■ **Short exercise**:
Extract every line of text in the material below verbatim, leaving out any pictures.
-- start --
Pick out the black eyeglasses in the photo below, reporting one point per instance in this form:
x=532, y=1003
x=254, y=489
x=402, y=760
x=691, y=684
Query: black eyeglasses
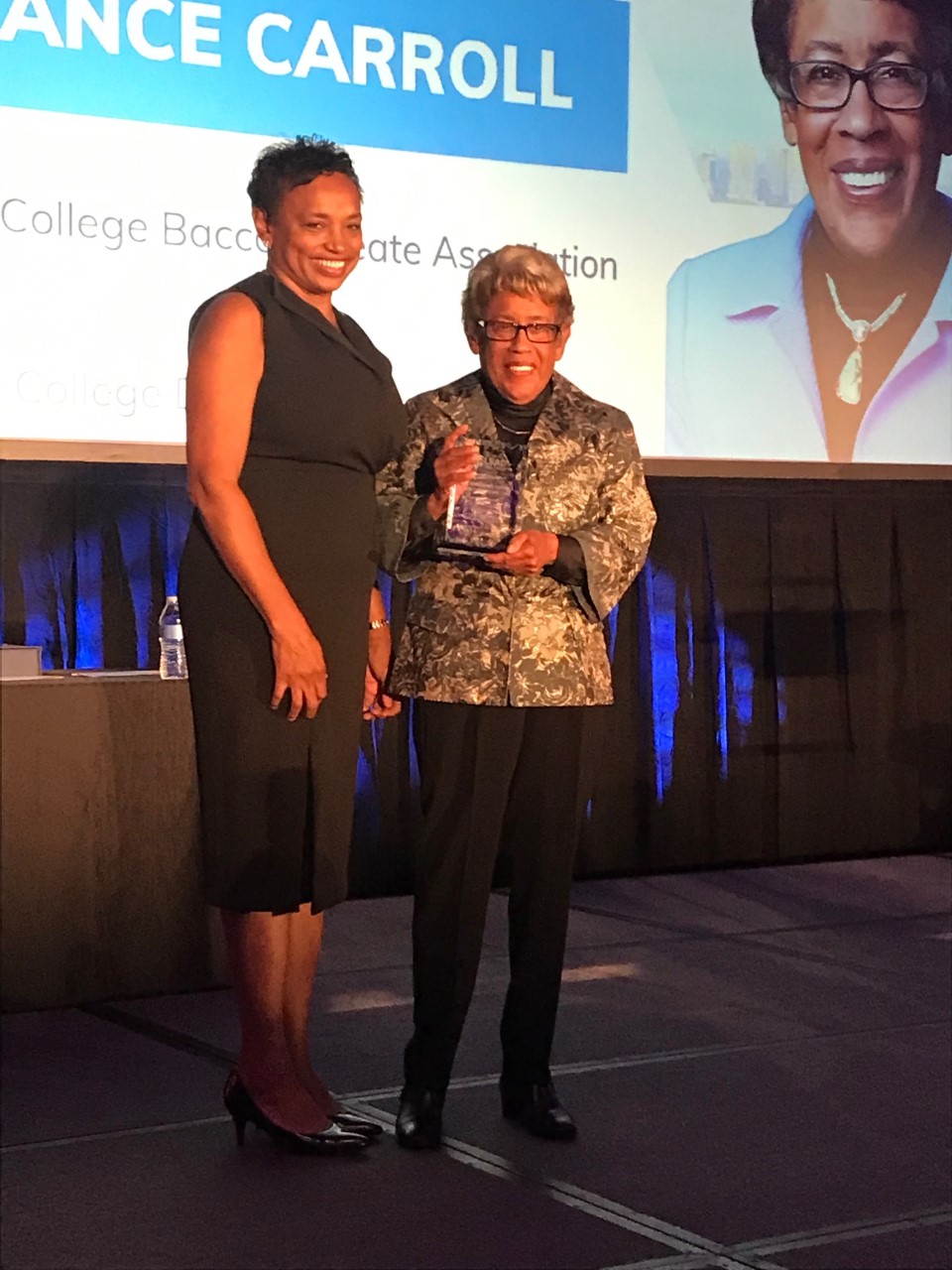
-- end --
■ **Completed exercise**:
Pick out the black eyeglasses in the photo below, reporting one point per instance in this form:
x=532, y=1003
x=254, y=489
x=402, y=760
x=691, y=684
Query: black eyeglasses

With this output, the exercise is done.